=== Problem statement ===
Reproduce the entries below, substituting "put a marker on" for every occurrence of "place a pin on" and leaving all other text unchanged.

=== Location identification items ===

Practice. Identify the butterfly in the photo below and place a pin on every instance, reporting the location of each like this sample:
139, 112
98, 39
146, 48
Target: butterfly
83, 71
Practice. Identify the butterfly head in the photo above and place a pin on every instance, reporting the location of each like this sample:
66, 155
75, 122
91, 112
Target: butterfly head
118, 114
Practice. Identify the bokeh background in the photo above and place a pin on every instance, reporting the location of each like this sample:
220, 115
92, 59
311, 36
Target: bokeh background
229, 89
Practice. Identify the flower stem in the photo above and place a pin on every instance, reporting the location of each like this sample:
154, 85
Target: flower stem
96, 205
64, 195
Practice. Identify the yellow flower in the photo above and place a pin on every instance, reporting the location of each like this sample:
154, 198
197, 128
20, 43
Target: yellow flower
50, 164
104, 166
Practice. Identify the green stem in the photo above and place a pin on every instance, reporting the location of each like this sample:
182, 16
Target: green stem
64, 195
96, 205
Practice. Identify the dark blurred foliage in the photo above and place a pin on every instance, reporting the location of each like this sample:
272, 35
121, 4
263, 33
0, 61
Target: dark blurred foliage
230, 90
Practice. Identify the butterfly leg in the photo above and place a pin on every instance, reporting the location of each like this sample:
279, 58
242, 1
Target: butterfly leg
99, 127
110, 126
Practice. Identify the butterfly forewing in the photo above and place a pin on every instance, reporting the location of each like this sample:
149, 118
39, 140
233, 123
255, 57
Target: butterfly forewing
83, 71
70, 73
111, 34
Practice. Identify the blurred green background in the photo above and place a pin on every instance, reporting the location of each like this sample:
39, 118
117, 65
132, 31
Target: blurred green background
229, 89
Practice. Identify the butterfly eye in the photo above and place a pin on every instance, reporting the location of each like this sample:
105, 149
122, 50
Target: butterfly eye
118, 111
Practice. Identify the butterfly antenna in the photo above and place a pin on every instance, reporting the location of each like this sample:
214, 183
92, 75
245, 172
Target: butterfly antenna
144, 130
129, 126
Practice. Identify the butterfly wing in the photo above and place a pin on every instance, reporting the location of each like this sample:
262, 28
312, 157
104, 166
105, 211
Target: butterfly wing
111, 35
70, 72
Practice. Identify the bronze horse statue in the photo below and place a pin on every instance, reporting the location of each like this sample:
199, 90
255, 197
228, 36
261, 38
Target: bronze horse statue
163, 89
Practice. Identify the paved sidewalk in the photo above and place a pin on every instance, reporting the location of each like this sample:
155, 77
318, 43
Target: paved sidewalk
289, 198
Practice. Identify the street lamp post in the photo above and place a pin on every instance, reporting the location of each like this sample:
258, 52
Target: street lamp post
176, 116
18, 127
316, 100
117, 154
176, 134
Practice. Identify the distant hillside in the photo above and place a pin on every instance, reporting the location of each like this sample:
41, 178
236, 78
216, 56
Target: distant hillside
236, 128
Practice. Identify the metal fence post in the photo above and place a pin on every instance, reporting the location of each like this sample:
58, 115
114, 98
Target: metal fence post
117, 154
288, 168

=== Answer to this task ===
Practice. Identify the butterfly in the photo below and put a marker on every instance, reporting the location of each like this sample:
139, 112
98, 39
146, 48
Target: butterfly
83, 71
Practice. Identify the butterfly head in the photo above and put a marker on every instance, reporting the location of each like this sample:
66, 155
75, 122
91, 112
Target: butterfly head
118, 114
Practice. Identify the bokeh background in the photo above and put a marker on every instance, reporting the location of each like this sample:
220, 115
92, 59
311, 36
Target: bokeh background
229, 89
Practice. Identify the flower stem in the photo above and put a marker on every instance, reporting the location of each like this sample:
154, 85
Target: flower stem
96, 205
64, 195
Practice. Identify the yellow flower in the photo above and put a marker on every instance, reporting the location of each like this sample:
154, 198
197, 128
20, 43
Target: yellow flower
50, 164
104, 166
Practice. Identify the green stem in the photo above and put a marker on every instance, reporting the location of each like this sample:
182, 16
Target: green stem
64, 195
96, 205
Practice. Identify the dark blurred foliage in the photo above and put a marker on every instance, reporting the location of each like this sample:
272, 35
121, 4
263, 33
0, 61
Target: dark blurred foliage
230, 90
Practice. Identify the butterfly leg in the photo above and put a marker on every instance, reporting the location of each like this sample:
279, 58
242, 1
Target: butterfly leg
99, 127
110, 126
Practice. Identify the butterfly forewing in the photo above and put a marker on every instance, reporting the location of each like this sample:
149, 118
39, 140
233, 123
255, 57
Target: butterfly forewing
83, 71
70, 73
111, 34
Practice. Identify the blurred green background in the photo above and put a marker on every instance, reporting the location of each like this sample:
39, 118
117, 65
132, 31
Target: blurred green background
229, 89
Practice. Identify the butterfly eye in the photo above and put a marker on every instance, reporting the location of each like this sample:
105, 149
122, 50
Target: butterfly eye
118, 111
Practice. Identify the butterfly antenna in the photo above and put a marker on every instance, reporting the location of each like this sample:
214, 183
92, 75
245, 172
Target: butterfly antenna
144, 130
129, 126
Practice. Identify the butterfly wing in the photo above and put a marker on every instance, reporting the location of each like this sample:
262, 28
312, 157
104, 166
105, 211
Target: butterfly wing
111, 35
70, 72
Practice. Identify the bronze horse statue in the photo below and put a marker on every instance, reporting the location of each like this sample:
199, 90
255, 197
228, 36
261, 38
Target: bronze horse statue
163, 89
Practice. Identify the paved sidewalk in the photo above and put a marker on every instance, reporting the location of each like this sample:
155, 77
318, 43
Target: paved sidewalk
289, 198
Practice. Identify the street lamp post in the photo above and put a marker on every instance, reporting the location of each like this sample:
258, 52
Target: street lamp post
176, 116
18, 127
316, 100
117, 154
176, 134
Practice. Identify the distant hillside in the photo above and put a marker on every instance, reporting the location of each like this sample:
41, 178
236, 78
216, 56
Target: distant hillside
236, 128
Practice. Identify the metal fence post in the photo above and put a marker on every instance, reporting the location of each like this sample:
58, 115
114, 98
Target: metal fence post
117, 154
288, 168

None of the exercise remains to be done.